■ Stated problem
Count the lines in the entries below that contain the word "bikini", treating case as significant. Reply with the number alone.

(Region labeling records)

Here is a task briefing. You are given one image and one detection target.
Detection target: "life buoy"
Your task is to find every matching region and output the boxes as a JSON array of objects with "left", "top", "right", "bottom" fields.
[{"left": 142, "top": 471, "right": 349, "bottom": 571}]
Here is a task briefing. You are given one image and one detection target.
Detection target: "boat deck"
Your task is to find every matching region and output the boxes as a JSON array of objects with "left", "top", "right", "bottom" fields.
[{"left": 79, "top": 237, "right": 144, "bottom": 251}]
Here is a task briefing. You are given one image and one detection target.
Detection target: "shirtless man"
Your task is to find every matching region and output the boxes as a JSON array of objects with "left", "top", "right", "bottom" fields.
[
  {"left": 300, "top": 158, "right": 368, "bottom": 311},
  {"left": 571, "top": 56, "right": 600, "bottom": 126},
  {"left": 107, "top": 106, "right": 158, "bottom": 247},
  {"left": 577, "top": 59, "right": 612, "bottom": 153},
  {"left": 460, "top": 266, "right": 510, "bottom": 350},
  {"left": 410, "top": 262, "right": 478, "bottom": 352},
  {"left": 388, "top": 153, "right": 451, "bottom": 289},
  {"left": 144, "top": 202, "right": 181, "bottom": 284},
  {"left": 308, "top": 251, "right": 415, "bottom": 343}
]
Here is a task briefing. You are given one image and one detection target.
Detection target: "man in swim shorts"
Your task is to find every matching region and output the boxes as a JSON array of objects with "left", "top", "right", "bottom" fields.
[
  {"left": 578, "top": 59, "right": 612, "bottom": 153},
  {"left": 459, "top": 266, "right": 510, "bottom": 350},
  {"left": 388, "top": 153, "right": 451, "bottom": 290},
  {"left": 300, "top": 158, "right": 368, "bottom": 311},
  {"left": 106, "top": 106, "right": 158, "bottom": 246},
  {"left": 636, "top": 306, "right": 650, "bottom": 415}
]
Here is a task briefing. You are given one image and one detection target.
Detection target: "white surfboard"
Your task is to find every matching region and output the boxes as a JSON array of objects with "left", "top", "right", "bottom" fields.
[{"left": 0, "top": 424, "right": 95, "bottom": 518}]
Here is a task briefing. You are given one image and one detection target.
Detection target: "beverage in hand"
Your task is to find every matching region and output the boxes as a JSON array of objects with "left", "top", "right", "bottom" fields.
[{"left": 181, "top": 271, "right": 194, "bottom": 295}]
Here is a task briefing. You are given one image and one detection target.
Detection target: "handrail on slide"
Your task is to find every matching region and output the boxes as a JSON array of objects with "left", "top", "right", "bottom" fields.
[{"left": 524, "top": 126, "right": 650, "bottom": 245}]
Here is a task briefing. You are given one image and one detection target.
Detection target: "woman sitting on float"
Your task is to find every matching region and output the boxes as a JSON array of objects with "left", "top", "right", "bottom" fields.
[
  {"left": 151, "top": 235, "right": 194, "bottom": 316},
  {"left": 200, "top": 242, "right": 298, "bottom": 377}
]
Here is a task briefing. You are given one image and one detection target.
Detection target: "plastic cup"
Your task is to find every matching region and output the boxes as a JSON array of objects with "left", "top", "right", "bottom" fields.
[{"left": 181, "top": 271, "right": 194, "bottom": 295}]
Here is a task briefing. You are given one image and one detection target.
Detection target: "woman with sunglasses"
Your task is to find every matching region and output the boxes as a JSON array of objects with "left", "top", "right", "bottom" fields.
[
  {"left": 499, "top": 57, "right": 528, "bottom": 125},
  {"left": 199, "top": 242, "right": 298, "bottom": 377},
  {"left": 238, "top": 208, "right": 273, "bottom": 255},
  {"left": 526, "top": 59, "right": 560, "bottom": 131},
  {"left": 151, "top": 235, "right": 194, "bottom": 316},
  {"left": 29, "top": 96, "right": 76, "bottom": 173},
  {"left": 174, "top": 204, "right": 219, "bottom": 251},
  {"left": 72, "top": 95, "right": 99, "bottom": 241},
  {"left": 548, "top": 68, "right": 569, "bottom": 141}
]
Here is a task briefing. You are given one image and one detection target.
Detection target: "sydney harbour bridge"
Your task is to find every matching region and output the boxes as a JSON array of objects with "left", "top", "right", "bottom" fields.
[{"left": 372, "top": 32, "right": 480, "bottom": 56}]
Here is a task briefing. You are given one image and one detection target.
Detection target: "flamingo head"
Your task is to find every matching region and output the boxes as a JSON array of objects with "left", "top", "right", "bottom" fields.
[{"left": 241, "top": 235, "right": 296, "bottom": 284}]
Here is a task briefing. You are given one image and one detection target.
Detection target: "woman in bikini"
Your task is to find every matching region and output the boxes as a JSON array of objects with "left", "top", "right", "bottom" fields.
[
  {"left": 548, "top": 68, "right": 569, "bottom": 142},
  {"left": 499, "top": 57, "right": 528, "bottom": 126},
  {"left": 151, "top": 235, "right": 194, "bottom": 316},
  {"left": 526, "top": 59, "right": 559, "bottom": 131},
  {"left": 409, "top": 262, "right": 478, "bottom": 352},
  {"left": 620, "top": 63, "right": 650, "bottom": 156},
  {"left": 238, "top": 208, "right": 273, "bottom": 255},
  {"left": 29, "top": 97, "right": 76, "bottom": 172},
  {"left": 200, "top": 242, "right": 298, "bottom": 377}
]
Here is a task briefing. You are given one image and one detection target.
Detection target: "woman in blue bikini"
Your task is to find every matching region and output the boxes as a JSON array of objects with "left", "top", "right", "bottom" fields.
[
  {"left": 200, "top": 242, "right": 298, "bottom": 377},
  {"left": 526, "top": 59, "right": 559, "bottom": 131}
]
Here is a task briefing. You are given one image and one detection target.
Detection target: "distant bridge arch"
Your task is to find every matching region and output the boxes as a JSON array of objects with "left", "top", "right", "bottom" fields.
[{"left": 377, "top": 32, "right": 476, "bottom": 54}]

■ Task output
2